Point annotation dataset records
________________________

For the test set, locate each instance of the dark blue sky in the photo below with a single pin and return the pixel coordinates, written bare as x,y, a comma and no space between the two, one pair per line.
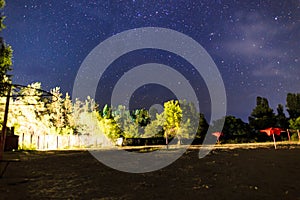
255,44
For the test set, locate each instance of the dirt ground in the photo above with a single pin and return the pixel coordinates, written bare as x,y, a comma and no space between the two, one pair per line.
239,173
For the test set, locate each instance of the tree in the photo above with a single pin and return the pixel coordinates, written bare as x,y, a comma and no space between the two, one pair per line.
293,105
262,115
142,117
5,57
281,120
155,127
173,116
202,127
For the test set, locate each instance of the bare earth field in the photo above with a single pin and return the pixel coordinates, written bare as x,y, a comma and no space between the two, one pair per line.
228,172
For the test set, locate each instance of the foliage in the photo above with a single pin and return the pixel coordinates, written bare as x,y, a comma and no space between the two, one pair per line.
281,120
293,105
5,57
202,127
262,115
173,116
155,128
295,123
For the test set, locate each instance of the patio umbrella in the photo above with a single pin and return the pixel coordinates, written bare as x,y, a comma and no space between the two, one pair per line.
272,131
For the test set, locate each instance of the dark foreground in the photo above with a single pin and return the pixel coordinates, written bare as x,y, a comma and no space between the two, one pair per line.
263,173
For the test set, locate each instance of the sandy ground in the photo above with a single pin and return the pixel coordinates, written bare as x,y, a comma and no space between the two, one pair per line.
257,172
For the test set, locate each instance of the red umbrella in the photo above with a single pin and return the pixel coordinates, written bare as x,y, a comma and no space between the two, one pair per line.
218,135
272,131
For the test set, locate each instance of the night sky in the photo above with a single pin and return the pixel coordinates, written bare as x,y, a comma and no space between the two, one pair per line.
255,44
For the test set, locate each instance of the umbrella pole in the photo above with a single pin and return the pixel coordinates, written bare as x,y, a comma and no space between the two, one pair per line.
274,141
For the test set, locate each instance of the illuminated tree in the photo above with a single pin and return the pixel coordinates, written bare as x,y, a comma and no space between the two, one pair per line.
262,115
5,56
173,116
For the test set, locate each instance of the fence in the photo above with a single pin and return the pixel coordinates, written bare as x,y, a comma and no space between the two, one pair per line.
59,142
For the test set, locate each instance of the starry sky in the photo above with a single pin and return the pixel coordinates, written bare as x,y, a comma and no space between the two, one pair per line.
255,44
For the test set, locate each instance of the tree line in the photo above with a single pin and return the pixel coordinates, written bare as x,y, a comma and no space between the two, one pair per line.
31,112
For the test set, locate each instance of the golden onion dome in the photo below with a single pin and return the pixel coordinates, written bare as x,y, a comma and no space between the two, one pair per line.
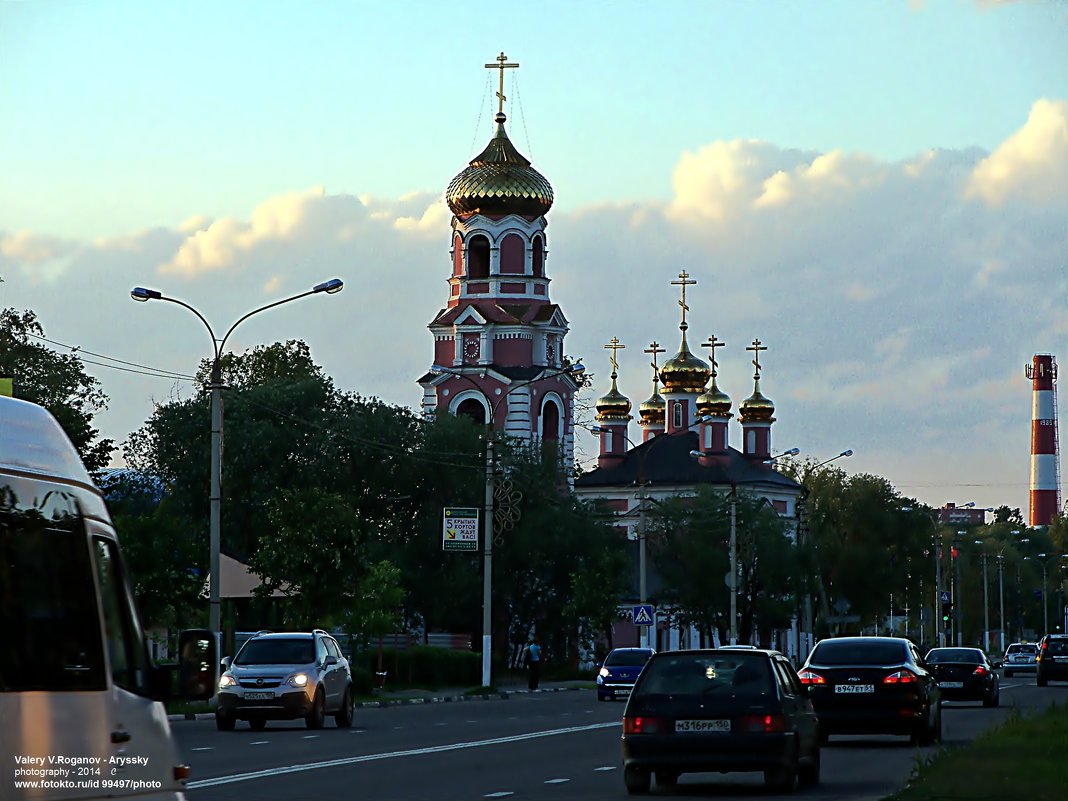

________________________

## Instructions to follow
Exactly the lines from the one with "For the test set, locate each instance of the sandy" through the end of the records should be written out, and only those. Pictures do not belong in the copy.

## Solved problem
For the test set, locate each instance of the sandy ground in the photo above with a single pin and return the pixel coordinates, written bare as x,y, a comma and no space between the two, one pair per line.
257,172
For the test set, locate each instance of the red umbrella in the photo above with a single pin and return the pixel coordinates, written bare as x,y, a comma and no space between the two, one pair per line.
218,135
272,131
For the test set, locate each instance of the night sky in the photo above with a single pin and return the pixel coordinates, written bare as x,y, a comma and no space between the two, one pair per line.
255,44
For the test set, locate each instance of the umbrella pole in the photo above with a single pin and return the pixel coordinates, written bare as x,y, a comma and no space between the two, one pair per line.
274,141
For the test set, locate each instance of the illuminated tree in the photo above with a single pin and return the pixel coordinates, written bare as x,y, a comma and no space between the two, one pair per line.
262,115
5,56
173,116
For the test set, locate each instance of the fence in the photo above with a single pin and return the pixel coordinates, written bare as x,y, a comma and no space between the two, one pair per line.
59,142
For the test set, locate each instance of the starry sky in the photo above with a single pin and return the pixel coordinates, written bare as x,y, a comma and no space between the two, one pair per line.
255,44
For the test set, locate each instance of the tree line in the photo above with a single pin and return the pixel coordinates, written bare as x,y, a comma and no space between the two, one pair per line.
31,112
For the test set, locate each instance of the golden onion dome in the photo below with a single pin and return the pixel coordinates, written bare as x,y, a comma and no space between the two, one pair per line.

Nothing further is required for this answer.